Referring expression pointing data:
Start of Block

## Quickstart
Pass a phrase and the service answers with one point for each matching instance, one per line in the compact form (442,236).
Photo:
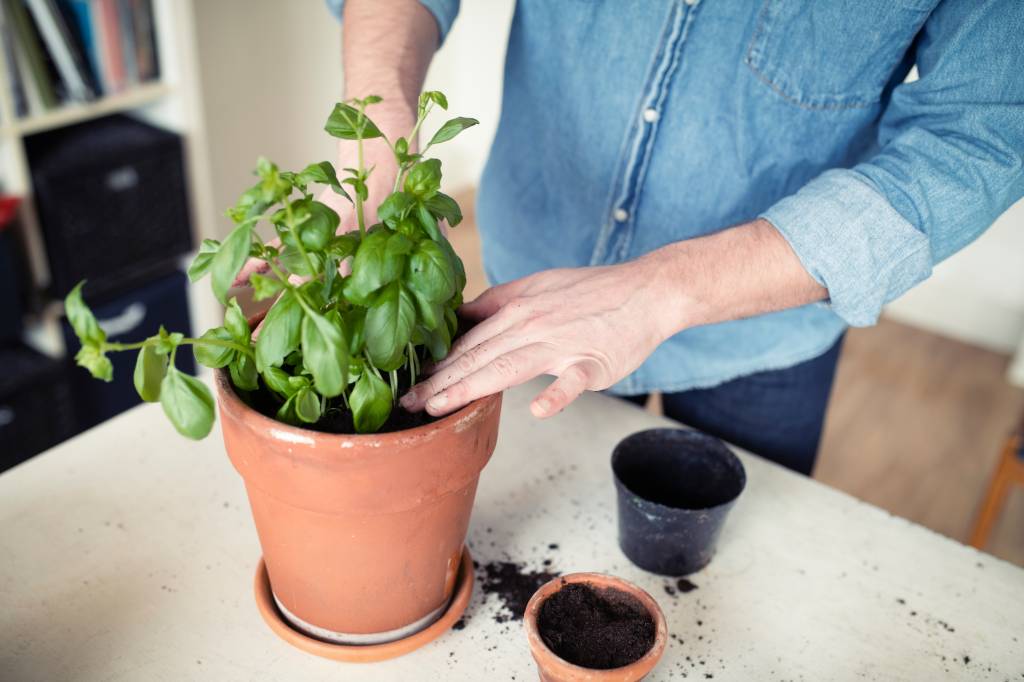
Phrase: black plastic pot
(675,488)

End of Block

Only the lines from the one that contains "Pass a phrase" to the end of the records, inclusive, are to be quoted exactly, with pictures excluded.

Pass a phrase and the service answers with one point for each matching instance, one per line in the compact form (442,236).
Photo:
Phrase: black plastic pot
(675,488)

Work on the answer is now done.